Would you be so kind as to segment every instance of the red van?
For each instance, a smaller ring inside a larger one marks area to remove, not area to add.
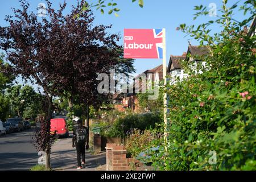
[[[51,134],[56,131],[56,136],[68,138],[68,127],[64,118],[54,118],[51,119]]]

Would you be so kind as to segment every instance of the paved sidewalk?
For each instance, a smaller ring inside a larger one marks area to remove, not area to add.
[[[85,168],[77,169],[76,148],[72,147],[72,136],[59,139],[52,147],[51,167],[55,171],[105,171],[106,152],[92,155],[86,151]]]

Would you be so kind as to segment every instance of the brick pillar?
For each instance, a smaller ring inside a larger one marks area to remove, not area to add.
[[[115,143],[107,143],[106,148],[106,171],[113,171],[113,147],[116,146]]]
[[[100,135],[93,136],[93,151],[99,153],[101,151],[101,136]]]
[[[113,146],[112,153],[113,171],[130,170],[129,164],[126,159],[127,151],[123,146]]]

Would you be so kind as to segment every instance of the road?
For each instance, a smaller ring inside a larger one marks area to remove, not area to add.
[[[0,170],[28,170],[37,164],[33,133],[28,130],[0,136]]]

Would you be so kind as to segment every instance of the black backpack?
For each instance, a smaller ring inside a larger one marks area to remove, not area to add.
[[[86,140],[87,130],[84,127],[79,127],[76,130],[76,141],[77,143],[85,143]]]

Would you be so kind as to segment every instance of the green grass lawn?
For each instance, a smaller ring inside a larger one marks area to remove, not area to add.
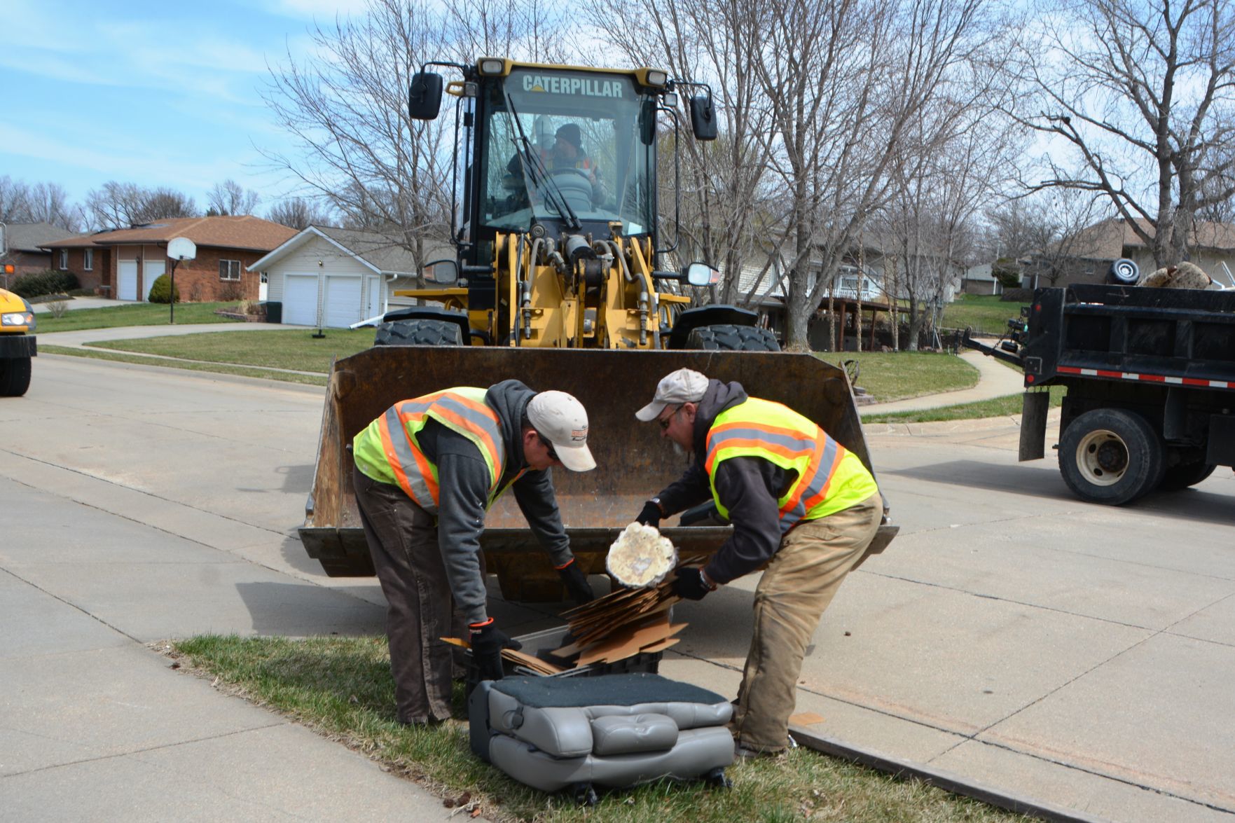
[[[857,386],[878,403],[904,400],[940,392],[956,392],[978,384],[978,369],[960,357],[939,352],[823,352],[821,360],[839,366],[858,362]]]
[[[191,323],[243,323],[215,314],[216,309],[233,308],[231,303],[177,303],[175,325]],[[38,315],[36,334],[49,335],[53,331],[79,331],[82,329],[112,329],[116,326],[159,326],[168,324],[170,306],[158,303],[133,303],[132,305],[114,305],[101,309],[73,309],[64,316],[53,318],[43,313]]]
[[[314,337],[309,329],[287,331],[228,331],[170,337],[138,337],[93,344],[98,348],[137,355],[162,355],[204,360],[235,366],[287,368],[298,372],[330,372],[335,357],[347,357],[373,345],[373,329],[327,329]]]
[[[1002,335],[1008,330],[1008,320],[1020,316],[1023,305],[1025,304],[1000,300],[998,295],[957,294],[956,300],[944,308],[941,325]]]
[[[396,775],[417,780],[443,806],[498,821],[626,821],[642,823],[788,823],[790,821],[994,822],[1025,819],[916,780],[795,749],[779,760],[737,762],[730,790],[657,782],[601,792],[577,807],[571,795],[545,795],[471,754],[462,683],[454,719],[433,728],[394,720],[394,683],[384,638],[200,636],[156,644],[180,669],[217,678],[226,691],[280,712],[361,751]]]
[[[1062,405],[1066,390],[1067,389],[1063,386],[1050,387],[1052,409],[1057,409]],[[863,414],[862,423],[936,423],[940,420],[979,420],[982,418],[1002,418],[1020,414],[1021,403],[1021,394],[1005,394],[1004,397],[995,397],[989,400],[958,403],[956,405],[944,405],[937,409],[923,409],[920,412]]]

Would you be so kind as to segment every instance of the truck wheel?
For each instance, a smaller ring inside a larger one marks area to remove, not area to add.
[[[0,397],[21,397],[30,388],[30,357],[0,357]]]
[[[1153,428],[1134,412],[1094,409],[1063,430],[1060,473],[1082,500],[1123,505],[1162,481],[1165,455]]]
[[[374,346],[462,346],[463,330],[450,320],[391,320],[379,323]]]
[[[687,348],[781,351],[781,344],[776,341],[776,336],[767,329],[721,324],[692,329],[687,336]]]
[[[1179,463],[1171,466],[1162,475],[1162,483],[1158,486],[1163,492],[1178,492],[1189,486],[1195,486],[1214,473],[1216,466],[1198,461],[1195,463]]]

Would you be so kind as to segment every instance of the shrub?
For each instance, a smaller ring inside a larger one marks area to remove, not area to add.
________________________
(Required task): Turn the records above into a numbered list with one line per item, leaving out blank lines and the picture lines.

(Correct answer):
1. Would you be so kind as to segment every instance of the red van?
2. For each instance, a smaller ring inside a larger one marks area to remove, not area to add.
3. [[[51,134],[56,131],[56,136],[68,138],[68,127],[64,118],[54,118],[51,119]]]
4. Would you be so kind as to segment every instance of the paved sidewalk?
5. For each instance, a smaller ring inside a larger one marks area to remove, not area to add.
6. [[[85,168],[77,169],[76,148],[72,147],[72,136],[59,139],[52,147],[51,167],[55,171],[105,171],[106,152],[92,155],[86,151]]]
7. Would you be so kind as to segment every instance of the brick pillar?
8. For each instance, a smaller ring inside a larger one marks area to remove, not area to add.
9. [[[115,143],[107,143],[106,148],[106,171],[113,171],[113,147],[116,146]]]
10. [[[100,135],[93,136],[93,151],[99,153],[101,151],[101,136]]]
11. [[[113,146],[112,153],[113,171],[130,170],[129,164],[126,159],[127,151],[123,146]]]
12. Would you be so kind as to segment every instance of the road?
13. For each instance, a smaller ring inside a larger one marks area to remove, not area to add.
14. [[[0,170],[28,170],[37,164],[33,133],[28,130],[0,136]]]
15. Would you be so kind as to segment every instance of the black backpack?
16. For each instance, a smaller ring inside a larger one marks area to remove, not area to add.
17. [[[86,140],[87,130],[84,127],[79,127],[76,130],[76,141],[77,143],[85,143]]]
18. Would you be so kind as to segment every instance of the green grass lawn?
19. For each instance, a smaller ring inside a larger one marks area to remove, not area to add.
20. [[[857,386],[878,403],[904,400],[940,392],[956,392],[978,384],[978,369],[960,357],[939,352],[823,352],[821,360],[839,366],[858,362]]]
21. [[[191,323],[243,323],[215,314],[216,309],[233,308],[231,303],[177,303],[175,325]],[[38,315],[36,334],[49,335],[53,331],[79,331],[82,329],[112,329],[116,326],[159,326],[168,324],[170,306],[158,303],[133,303],[132,305],[114,305],[101,309],[73,309],[64,316],[53,318],[43,313]]]
22. [[[314,337],[309,329],[287,331],[228,331],[170,337],[138,337],[93,344],[98,348],[137,355],[162,355],[204,360],[235,366],[287,368],[298,372],[330,372],[335,357],[347,357],[373,345],[373,329],[327,329]]]
23. [[[1002,335],[1008,330],[1008,320],[1020,316],[1023,305],[1025,304],[1000,300],[998,295],[957,294],[956,300],[944,308],[941,325]]]
24. [[[396,775],[417,780],[443,806],[498,821],[626,821],[642,823],[788,823],[790,821],[994,822],[1025,819],[916,780],[795,749],[779,760],[737,762],[730,790],[657,782],[601,792],[577,807],[571,795],[545,795],[471,754],[462,683],[454,719],[433,728],[394,720],[394,683],[384,638],[200,636],[156,644],[180,669],[217,678],[226,691],[280,712],[361,751]]]
25. [[[1062,405],[1066,390],[1067,389],[1063,386],[1050,387],[1052,409],[1057,409]],[[863,414],[862,423],[936,423],[940,420],[979,420],[982,418],[1002,418],[1020,414],[1021,403],[1021,394],[1005,394],[1004,397],[995,397],[989,400],[958,403],[956,405],[944,405],[937,409],[923,409],[920,412]]]
26. Would you be so kind as to segment every instance of the truck wheel?
27. For each instance, a smaller ring inside a larger one marks area to remove, not area to add.
28. [[[0,397],[21,397],[30,388],[30,357],[0,357]]]
29. [[[1153,428],[1134,412],[1094,409],[1063,430],[1060,473],[1082,500],[1123,505],[1162,481],[1165,455]]]
30. [[[374,346],[462,346],[463,330],[450,320],[391,320],[379,323]]]
31. [[[687,348],[781,351],[781,344],[776,341],[776,336],[767,329],[721,324],[692,329],[687,336]]]
32. [[[1179,463],[1171,466],[1162,475],[1162,483],[1158,486],[1163,492],[1178,492],[1189,486],[1195,486],[1214,473],[1216,466],[1198,461],[1195,463]]]
33. Would you be so kind as to segment every instance of the shrub?
34. For each instance, a smaller ring inside a larger one marks area to remove, not area to add.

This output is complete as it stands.